**Selection**
Mixed-Precision Decomposition Strategies

Updated 17 March 2026

Mixed-precision decomposition is a strategy that combines low- and high-precision arithmetic to optimize performance and accuracy in computational algorithms.
It exploits hardware efficiencies by using reduced-precision operations for bandwidth-bound tasks and reserving full precision for accuracy-critical steps.
Empirical studies report speedups from 1.3× to 20× and significant energy and memory savings in applications ranging from dense factorizations to deep learning.

Mixed-precision decomposition is a design and algorithmic strategy wherein different portions or stages of matrix and tensor decompositions are performed using multiple arithmetics of varying precision—typically pairing low- or reduced-precision computation for the most expensive or bandwidth-bound operations with high-precision computation for accuracy-critical steps or final results. This approach exploits the hardware efficiency of lower-precision units (FP16, INT8, BF16, etc.) while retaining the stability and accuracy of full-precision (FP32, FP64) numerical algorithms. Mixed-precision decomposition has enabled significant improvements in performance, energy efficiency, and memory utilization across dense linear algebra, scientific computing, randomized numerical linear algebra, tensor factorization, and deep learning (Abdel-Aziz et al., 2021, Yang et al., 2022, Gao et al., 2022, Dunton et al., 2020, Luszczek et al., 28 Sep 2025, Carson et al., 2024, Zhang et al., 2022, Carson et al., 12 Mar 2026, Xu et al., 1 May 2025).

1. Architectural Strategies: Temporal and Spatial Decomposition

Mixed-precision decomposition at the hardware–microarchitecture level is exemplified by temporal decomposition of floating-point inner products, as in FP16×FP16 accumulation using a low-bit-width MAC (multiply–accumulate) unit. Rather than instantiating a full-width floating-point FMA, operands’ mantissas are split into k-bit chunks (e.g., for FP16, 11 bits split into high and low 8-bit portions), and the product is reconstructed from low-bit partial products:

$M_x \cdot M_y = M_x^H M_y^H \cdot 2^{2k} + (M_x^H M_y^L + M_x^L M_y^H) \cdot 2^k + M_x^L M_y^L$

Each term is computed on a compact k×k multiplier and temporally scheduled. Exponent alignment is managed in hardware via a small (empirically ≤8-bit) barrel shifter. Profiling across DNN inference shows partial products are well-bounded and exponent range is much less than worst case; this reduces required bit-width for both partial products and alignment logic (Abdel-Aziz et al., 2021).

Impact: Up to 25–46% area reduction and 40–63% power efficiency improvement are reported for FP16 and INT8 workloads, respectively, relative to designs with wide multipliers and range shifters (Abdel-Aziz et al., 2021).

**Supplied material**
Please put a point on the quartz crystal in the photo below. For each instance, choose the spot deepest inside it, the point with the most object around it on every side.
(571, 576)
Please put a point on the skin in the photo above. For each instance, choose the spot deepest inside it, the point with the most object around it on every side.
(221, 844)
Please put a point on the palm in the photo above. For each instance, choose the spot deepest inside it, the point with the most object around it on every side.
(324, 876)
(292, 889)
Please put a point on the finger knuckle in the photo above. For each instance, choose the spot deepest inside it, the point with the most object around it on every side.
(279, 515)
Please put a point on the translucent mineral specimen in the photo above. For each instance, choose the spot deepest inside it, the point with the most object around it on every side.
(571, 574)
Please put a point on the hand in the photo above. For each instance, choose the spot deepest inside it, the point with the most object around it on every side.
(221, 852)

--

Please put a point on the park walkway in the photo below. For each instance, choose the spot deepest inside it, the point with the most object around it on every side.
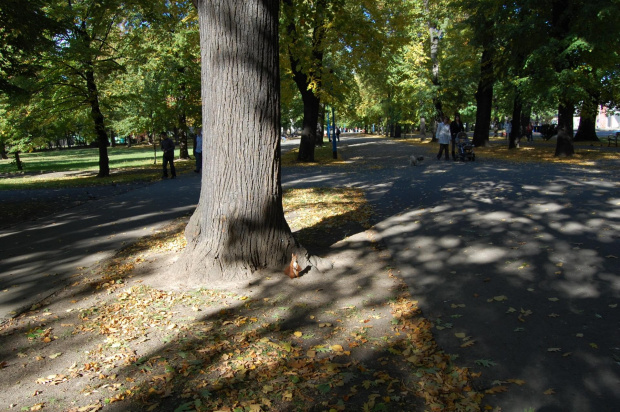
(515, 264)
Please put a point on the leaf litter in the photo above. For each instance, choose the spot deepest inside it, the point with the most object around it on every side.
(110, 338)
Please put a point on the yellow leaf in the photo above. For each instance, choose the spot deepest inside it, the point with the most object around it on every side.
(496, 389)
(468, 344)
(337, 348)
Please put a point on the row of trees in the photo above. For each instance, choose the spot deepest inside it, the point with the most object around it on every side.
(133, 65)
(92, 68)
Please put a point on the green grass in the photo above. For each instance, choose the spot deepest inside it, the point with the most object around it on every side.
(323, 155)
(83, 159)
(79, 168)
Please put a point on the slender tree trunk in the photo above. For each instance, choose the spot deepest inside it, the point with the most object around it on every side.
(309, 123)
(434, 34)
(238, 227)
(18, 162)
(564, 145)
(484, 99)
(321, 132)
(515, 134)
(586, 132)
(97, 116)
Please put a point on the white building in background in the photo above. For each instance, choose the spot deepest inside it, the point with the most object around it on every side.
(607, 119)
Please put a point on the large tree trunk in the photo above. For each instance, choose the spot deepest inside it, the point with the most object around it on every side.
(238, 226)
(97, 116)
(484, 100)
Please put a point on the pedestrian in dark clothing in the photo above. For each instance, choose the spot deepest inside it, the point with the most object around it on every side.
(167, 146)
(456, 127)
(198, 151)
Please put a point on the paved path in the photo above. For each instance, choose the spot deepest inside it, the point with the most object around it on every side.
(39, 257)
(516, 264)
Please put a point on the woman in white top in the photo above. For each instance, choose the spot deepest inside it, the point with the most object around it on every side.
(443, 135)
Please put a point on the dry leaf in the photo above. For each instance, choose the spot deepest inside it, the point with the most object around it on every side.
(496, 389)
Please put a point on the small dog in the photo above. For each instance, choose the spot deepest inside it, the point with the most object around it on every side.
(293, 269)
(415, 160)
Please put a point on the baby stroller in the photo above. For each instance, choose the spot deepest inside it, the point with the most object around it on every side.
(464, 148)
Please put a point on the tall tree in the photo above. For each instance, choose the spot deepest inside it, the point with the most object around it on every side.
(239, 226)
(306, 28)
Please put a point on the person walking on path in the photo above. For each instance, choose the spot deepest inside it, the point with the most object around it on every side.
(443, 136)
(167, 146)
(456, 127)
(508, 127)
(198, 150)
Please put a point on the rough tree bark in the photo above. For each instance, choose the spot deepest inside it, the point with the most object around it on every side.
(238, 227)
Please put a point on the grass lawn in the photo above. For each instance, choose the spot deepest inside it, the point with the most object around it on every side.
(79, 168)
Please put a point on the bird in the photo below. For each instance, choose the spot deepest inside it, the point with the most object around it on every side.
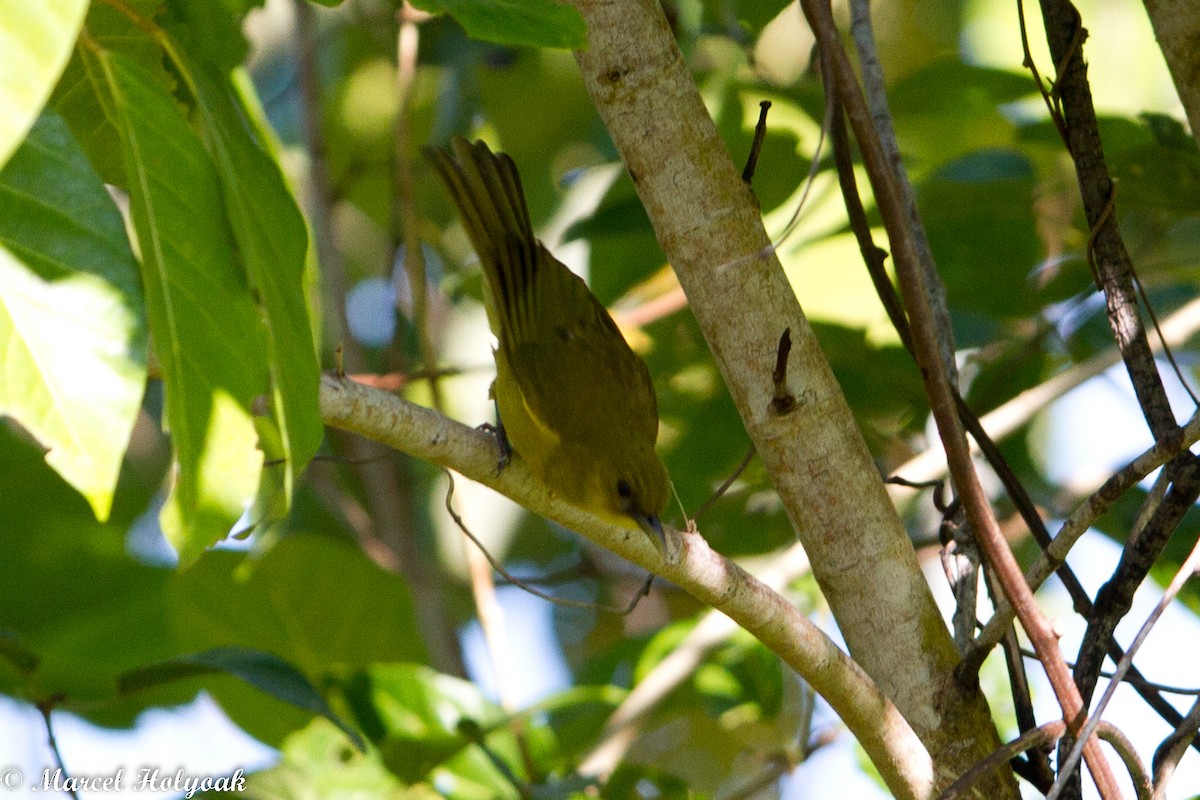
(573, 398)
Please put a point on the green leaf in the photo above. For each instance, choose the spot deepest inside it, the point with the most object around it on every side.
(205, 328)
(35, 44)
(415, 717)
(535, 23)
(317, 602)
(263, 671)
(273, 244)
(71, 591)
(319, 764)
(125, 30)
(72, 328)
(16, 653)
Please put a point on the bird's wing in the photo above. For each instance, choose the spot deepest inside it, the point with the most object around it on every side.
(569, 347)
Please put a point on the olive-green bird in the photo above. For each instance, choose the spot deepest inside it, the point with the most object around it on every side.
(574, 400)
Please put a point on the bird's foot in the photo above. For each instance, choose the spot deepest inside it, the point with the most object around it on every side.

**The exercise**
Resume the article on mixed-precision decomposition above after its last sentence, in the same style.

**Result of this exercise**
2. Algorithmic Mixed-Precision for Matrix and Tensor Decomposition

2.1. Low-Rank and Interpolative Decomposition

Matrix interpolative decomposition (ID) can be accelerated by executing the computationally intensive column-pivoted QR decomposition in reduced precision (half or single), and then reconstructing the final skeleton matrix in double precision (Dunton et al., 2020). This approach exploits the fact that approximation error from low-precision arithmetic may be dwarfed by the intrinsic low-rank truncation error, provided the singular value decay is sufficient and the chosen low precision satisfies

$u_L \ll \sqrt{1 + k(n-k)}\,\sigma_{k+1}(A_D)$

where $u_L$ is low-precision unit roundoff. Numerical experiments in model reduction show near double-precision accuracy is achievable unless half-precision is used with very slow singular value decay. The QR step in low precision leads to significant speed and memory savings.

2.2. Blockwise and Iterative Mixed-Precision for Sparse and Dense Factorizations

In large sparse LDU/LU factorizations, a hybrid scheme factors all well-conditioned blocks in low precision, only switching to high precision for the final small Schur complement, which is formed using a preconditioned block-GCR solver (Suzuki, 2022). This arrangement delivers speedups of 2–6× while retaining the accuracy of full high-precision factorization, as the difficult (ill-conditioned or kernel-revealing) portion is isolated and handled with high accuracy.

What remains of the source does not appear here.